[Stored data entries]
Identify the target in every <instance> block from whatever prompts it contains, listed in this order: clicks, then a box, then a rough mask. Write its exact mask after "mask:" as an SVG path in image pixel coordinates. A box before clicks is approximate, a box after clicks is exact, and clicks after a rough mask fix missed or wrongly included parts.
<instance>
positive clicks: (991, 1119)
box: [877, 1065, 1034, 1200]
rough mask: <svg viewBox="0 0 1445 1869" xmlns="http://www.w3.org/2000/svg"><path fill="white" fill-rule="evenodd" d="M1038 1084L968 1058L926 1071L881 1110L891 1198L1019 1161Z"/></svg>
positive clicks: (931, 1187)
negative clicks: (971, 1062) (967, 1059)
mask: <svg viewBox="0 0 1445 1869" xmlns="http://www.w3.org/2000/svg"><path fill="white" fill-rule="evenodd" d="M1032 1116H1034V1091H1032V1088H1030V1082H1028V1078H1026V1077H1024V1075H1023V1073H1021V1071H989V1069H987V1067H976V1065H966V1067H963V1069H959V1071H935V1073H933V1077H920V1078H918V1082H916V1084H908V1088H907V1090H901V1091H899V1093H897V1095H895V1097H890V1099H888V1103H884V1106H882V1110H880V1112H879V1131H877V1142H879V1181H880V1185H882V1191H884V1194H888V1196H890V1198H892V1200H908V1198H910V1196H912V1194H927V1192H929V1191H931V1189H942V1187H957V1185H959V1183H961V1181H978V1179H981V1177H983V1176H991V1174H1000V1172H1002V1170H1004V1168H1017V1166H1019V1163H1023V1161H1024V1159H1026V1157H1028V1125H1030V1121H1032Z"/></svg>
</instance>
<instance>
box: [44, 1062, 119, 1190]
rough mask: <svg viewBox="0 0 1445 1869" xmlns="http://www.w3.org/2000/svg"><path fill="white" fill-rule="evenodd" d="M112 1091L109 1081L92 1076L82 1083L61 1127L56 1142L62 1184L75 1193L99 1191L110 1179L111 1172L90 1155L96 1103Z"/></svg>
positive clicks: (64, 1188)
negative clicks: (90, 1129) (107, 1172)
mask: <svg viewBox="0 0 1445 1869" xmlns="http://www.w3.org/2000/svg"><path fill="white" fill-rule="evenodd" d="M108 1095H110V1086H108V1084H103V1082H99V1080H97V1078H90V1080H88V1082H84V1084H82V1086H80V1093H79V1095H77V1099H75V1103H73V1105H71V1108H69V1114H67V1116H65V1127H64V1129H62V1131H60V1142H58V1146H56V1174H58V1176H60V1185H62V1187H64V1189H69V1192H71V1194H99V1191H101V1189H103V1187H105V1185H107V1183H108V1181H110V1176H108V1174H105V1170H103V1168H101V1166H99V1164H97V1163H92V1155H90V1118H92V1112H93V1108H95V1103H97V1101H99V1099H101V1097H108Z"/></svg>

PROBLEM REQUIREMENTS: The answer should be the complete set of records, printed exactly.

RESULT:
Identify the target in every <instance> block from whatever prompts it contains, listed in this order: clicks, then a box, then a rough mask. Write its exact mask after "mask:" as an SVG path in image pixel coordinates. A box before clicks is approximate, a box after clicks is exact, and clicks after a rough mask fix missed or wrongly included parts.
<instance>
positive clicks: (991, 1119)
box: [877, 1065, 1034, 1200]
rough mask: <svg viewBox="0 0 1445 1869" xmlns="http://www.w3.org/2000/svg"><path fill="white" fill-rule="evenodd" d="M1038 1084L968 1058L926 1071L881 1110L891 1198L1019 1161Z"/></svg>
positive clicks: (931, 1187)
negative clicks: (971, 1062) (967, 1059)
mask: <svg viewBox="0 0 1445 1869" xmlns="http://www.w3.org/2000/svg"><path fill="white" fill-rule="evenodd" d="M1032 1116H1034V1091H1032V1088H1030V1082H1028V1078H1026V1077H1024V1075H1023V1073H1021V1071H989V1069H987V1067H976V1065H966V1067H963V1069H959V1071H935V1073H933V1077H920V1078H918V1082H916V1084H908V1088H907V1090H901V1091H899V1093H897V1095H895V1097H890V1099H888V1103H884V1106H882V1110H880V1112H879V1131H877V1142H879V1181H880V1185H882V1191H884V1194H888V1196H890V1198H892V1200H908V1198H910V1196H912V1194H927V1192H929V1191H931V1189H942V1187H957V1185H959V1183H961V1181H978V1179H981V1177H983V1176H991V1174H1000V1172H1002V1170H1004V1168H1017V1166H1019V1163H1023V1161H1024V1159H1026V1157H1028V1125H1030V1121H1032Z"/></svg>
</instance>
<instance>
box: [44, 1062, 119, 1190]
rough mask: <svg viewBox="0 0 1445 1869" xmlns="http://www.w3.org/2000/svg"><path fill="white" fill-rule="evenodd" d="M112 1091L109 1081L92 1076L82 1083L61 1127L56 1142L62 1184L75 1193L99 1191L110 1179L111 1172L90 1155L96 1103Z"/></svg>
positive clicks: (64, 1188)
negative clicks: (90, 1129) (107, 1172)
mask: <svg viewBox="0 0 1445 1869" xmlns="http://www.w3.org/2000/svg"><path fill="white" fill-rule="evenodd" d="M108 1095H110V1086H108V1084H103V1082H99V1080H97V1078H90V1080H88V1082H84V1084H82V1086H80V1093H79V1095H77V1099H75V1103H73V1105H71V1108H69V1114H67V1116H65V1127H64V1129H62V1131H60V1142H58V1146H56V1174H58V1176H60V1185H62V1187H64V1189H69V1192H71V1194H99V1191H101V1189H103V1187H105V1185H107V1183H108V1181H110V1176H108V1174H105V1170H103V1168H101V1166H99V1164H97V1163H92V1155H90V1118H92V1112H93V1108H95V1103H97V1101H99V1099H101V1097H108Z"/></svg>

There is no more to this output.